### Action item
Each entry below must be written out exactly, with pictures left out.

### Data to process
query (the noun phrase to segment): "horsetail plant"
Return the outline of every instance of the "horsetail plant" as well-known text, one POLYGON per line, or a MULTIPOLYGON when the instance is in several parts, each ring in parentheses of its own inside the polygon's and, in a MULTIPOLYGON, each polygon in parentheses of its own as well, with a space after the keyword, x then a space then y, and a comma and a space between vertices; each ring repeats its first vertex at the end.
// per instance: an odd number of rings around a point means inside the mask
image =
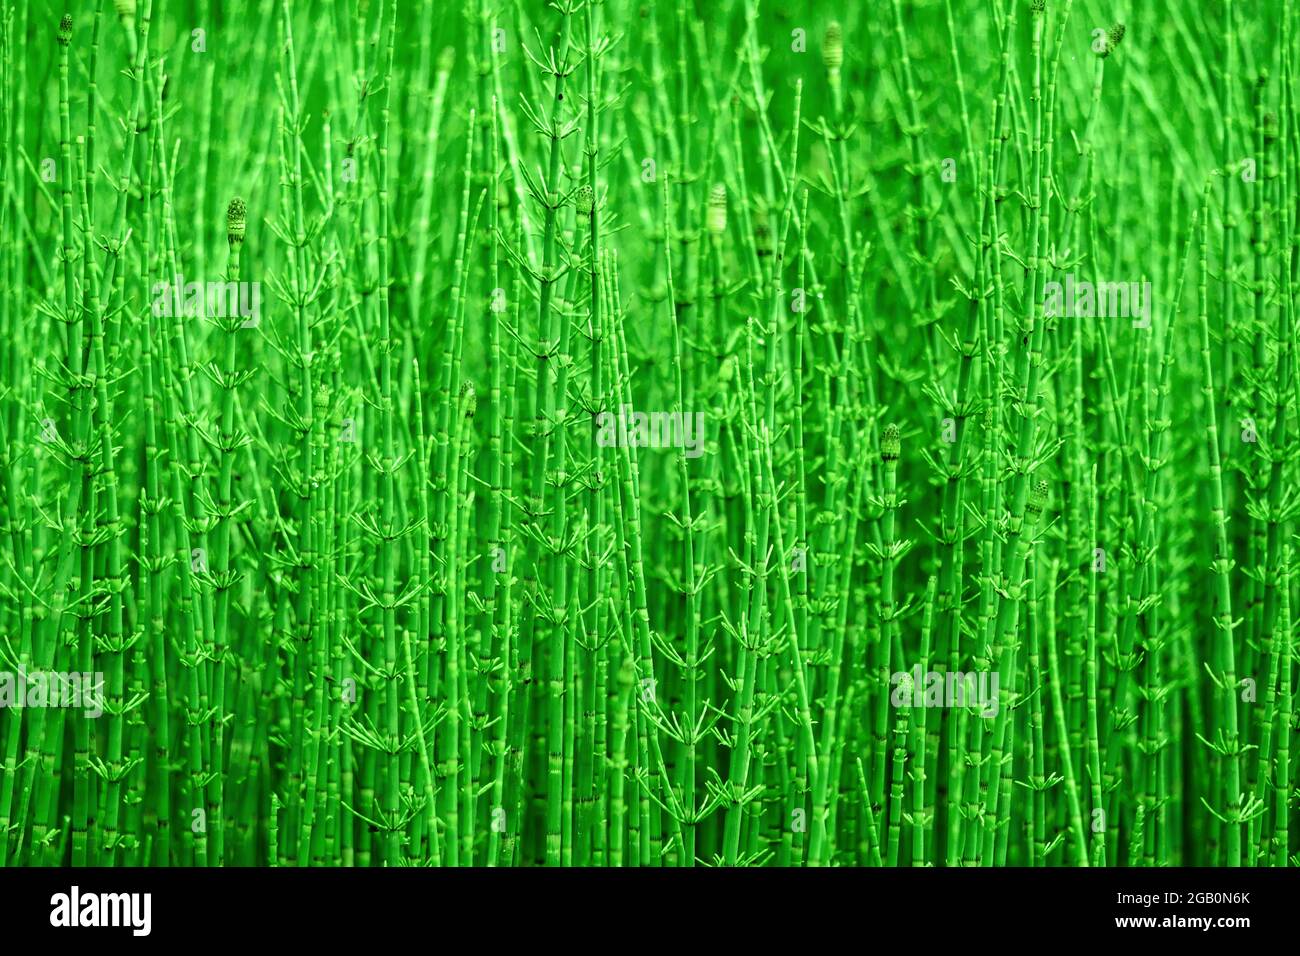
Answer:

### Result of this exercise
query (the noun phrase to segment): "horsetail plant"
Return the outline of every instance of the "horsetail plant" as well-known text, one POLYGON per line, or a MULTIPOLYGON when the instance is in several parts, each ring in parentheses of its own inside the polygon's and, in a MULTIPOLYGON, each polygon in parentheses of its own as well, with a space after the keyword, x then a space then y, and a comma and a space between vertices; each ring repeats its first vertex at the end.
// per instance: an odd number of rings around a point means inside the mask
image =
Answer:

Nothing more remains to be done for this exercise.